━━ Passage to read

“That by the grace of God he might taste death for everyone” Hebrews 2:9

Our reflection verse today describes how Jesus tasted death for the sins of everyone through the grace of God. The gospels do not focus on his physical sufferings (which must have been horrific). What they highlight instead is his emotional suffering and his humiliation. He is presented as lonely, betrayed, alone, helpless to explain himself, a victim of jealousy, morally isolated, mocked, misunderstood, stripped naked so as to have to feel embarrassment and shame, and yet, inside of all this, as clinging to warmth, goodness, and forgiveness. Fr. Ron Rolheiser writes that whenever we find ourselves outside the circle of health and vibrancy, on a sick bed alone, with the sure knowledge that, despite the love and support of family and friends, in the end, it is us, by ourselves, who face disability and disfigurement, who have to lose a breast or an organ to surgery, who face chemotherapy and maybe death, when we are alone inside of that, alone inside of fear, we are feeling what Jesus felt on Good Friday. When we taste that bitterness, there is little else to say other than what Jesus said when he was arrested in the Garden of Gethsemane and led away to humiliation and death. We know what that means. All of us have moments when our world falls apart and when, as the Book of Lamentations says, all we can do is put our mouths to the dust and wait. Wait for what? Wait for darkness and death to have their hour, wait for the curtain of the temple to be torn from top to bottom, and the earth to shake, and the rocks to split open, and the graves to open and to show themselves to be empty. Our verse today conveys that Jesus tasted death for everyone through the grace of God, “For we know that since Christ was raised from the dead, he cannot die again; death no longer has mastery over him. The death he died, he died to sin once and for all, but the life he lives, he lives to God. In the same way, count yourselves dead to sin but alive to God in Christ Jesus (Romans 6:9-11).”

━━━━

§ Directions:
Answer these questions about the reflection on Hebrews 2:9.
(a) What do the gospels highlight instead of Jesus's physical sufferings?
(b) Which book says that all we can do is put our mouths to the dust and wait?
(c) Which passage is cited for the words "count yourselves dead to sin but alive to God in Christ Jesus"?

━━ Exercise data

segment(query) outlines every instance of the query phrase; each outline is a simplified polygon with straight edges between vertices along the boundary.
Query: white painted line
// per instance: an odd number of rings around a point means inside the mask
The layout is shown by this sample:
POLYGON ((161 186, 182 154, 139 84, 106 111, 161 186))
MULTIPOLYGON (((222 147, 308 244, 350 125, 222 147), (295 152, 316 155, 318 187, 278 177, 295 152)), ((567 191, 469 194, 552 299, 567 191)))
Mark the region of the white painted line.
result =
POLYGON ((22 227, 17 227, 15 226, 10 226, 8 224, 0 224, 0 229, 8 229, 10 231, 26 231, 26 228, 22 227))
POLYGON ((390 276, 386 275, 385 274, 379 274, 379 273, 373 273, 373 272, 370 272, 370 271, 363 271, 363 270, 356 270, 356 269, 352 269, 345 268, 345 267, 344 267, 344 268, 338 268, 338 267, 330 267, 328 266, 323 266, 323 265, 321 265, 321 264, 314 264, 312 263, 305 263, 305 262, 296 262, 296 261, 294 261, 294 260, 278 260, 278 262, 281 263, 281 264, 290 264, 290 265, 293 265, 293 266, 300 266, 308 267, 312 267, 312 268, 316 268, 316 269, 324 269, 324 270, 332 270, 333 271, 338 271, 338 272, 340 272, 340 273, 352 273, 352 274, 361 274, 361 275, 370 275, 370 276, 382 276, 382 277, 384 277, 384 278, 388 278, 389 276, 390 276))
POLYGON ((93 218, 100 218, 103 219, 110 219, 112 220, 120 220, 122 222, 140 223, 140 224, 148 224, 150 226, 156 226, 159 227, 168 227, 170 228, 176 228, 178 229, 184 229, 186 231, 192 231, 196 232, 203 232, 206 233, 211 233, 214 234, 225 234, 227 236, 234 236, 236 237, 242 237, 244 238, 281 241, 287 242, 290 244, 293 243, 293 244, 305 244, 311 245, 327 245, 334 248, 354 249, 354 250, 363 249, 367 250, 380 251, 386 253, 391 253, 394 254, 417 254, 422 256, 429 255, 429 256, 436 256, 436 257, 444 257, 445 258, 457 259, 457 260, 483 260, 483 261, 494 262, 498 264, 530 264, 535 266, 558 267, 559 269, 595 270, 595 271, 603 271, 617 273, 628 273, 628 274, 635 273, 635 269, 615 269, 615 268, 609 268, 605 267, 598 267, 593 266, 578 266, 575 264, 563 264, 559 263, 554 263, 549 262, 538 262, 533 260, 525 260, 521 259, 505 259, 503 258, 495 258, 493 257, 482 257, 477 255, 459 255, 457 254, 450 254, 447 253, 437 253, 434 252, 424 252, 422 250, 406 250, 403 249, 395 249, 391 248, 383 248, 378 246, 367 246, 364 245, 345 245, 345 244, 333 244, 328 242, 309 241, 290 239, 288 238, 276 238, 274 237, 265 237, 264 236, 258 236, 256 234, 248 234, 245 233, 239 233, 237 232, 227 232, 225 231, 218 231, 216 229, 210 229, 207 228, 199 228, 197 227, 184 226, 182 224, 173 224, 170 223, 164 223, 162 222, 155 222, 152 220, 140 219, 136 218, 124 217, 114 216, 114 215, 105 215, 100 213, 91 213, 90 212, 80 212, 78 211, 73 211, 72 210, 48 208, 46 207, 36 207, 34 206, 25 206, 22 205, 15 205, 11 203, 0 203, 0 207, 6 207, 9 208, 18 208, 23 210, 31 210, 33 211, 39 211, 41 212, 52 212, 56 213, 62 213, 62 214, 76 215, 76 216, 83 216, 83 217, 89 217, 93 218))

━━━━

§ Written response:
(a) His emotional suffering and his humiliation.
(b) The Book of Lamentations.
(c) Romans 6:9-11.